§ **Your goal**:
Rewrite the entries from the line containing "the white wall;" through the end of the entries, inclusive, including the request lines. Multiply every coordinate in the answers by 0.7 and round to whole numbers, with halves rounded up, and give only those lines.

◆ ◆ ◆

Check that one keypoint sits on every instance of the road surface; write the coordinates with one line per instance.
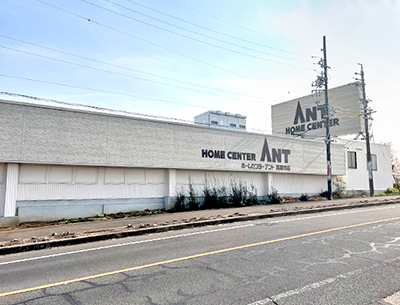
(343, 257)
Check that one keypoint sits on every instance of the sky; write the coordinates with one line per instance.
(179, 58)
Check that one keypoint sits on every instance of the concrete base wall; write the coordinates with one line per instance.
(51, 210)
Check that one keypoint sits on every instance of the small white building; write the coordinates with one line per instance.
(64, 163)
(221, 119)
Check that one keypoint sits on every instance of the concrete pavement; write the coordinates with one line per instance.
(19, 239)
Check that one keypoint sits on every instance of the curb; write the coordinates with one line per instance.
(138, 232)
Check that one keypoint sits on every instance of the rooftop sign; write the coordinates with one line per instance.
(305, 116)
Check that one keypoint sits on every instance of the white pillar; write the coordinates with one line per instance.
(269, 183)
(11, 187)
(170, 188)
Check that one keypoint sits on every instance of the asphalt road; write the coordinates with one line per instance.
(344, 257)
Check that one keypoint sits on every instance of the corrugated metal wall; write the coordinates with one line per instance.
(48, 182)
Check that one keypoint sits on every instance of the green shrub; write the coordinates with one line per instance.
(252, 198)
(238, 194)
(210, 197)
(193, 200)
(392, 191)
(274, 197)
(304, 197)
(223, 198)
(339, 186)
(180, 201)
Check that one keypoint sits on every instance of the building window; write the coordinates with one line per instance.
(352, 159)
(374, 163)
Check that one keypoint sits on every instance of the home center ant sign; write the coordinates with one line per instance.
(305, 117)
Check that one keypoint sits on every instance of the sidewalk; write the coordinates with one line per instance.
(16, 239)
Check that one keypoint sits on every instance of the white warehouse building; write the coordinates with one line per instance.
(64, 163)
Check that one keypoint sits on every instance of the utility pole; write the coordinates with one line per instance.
(366, 121)
(322, 81)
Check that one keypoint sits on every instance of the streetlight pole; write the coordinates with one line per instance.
(367, 141)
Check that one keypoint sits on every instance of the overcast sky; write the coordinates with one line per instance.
(179, 58)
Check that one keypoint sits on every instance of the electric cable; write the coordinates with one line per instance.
(99, 90)
(127, 68)
(239, 26)
(120, 74)
(147, 41)
(201, 34)
(198, 40)
(110, 110)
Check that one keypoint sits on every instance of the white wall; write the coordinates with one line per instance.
(220, 178)
(49, 135)
(295, 185)
(357, 179)
(2, 188)
(54, 182)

◆ ◆ ◆

§ **Solution**:
Check that one keypoint sits on every instance of the white wall; write the coordinates with one line per instance.
(154, 125)
(34, 95)
(207, 130)
(250, 125)
(1, 132)
(38, 127)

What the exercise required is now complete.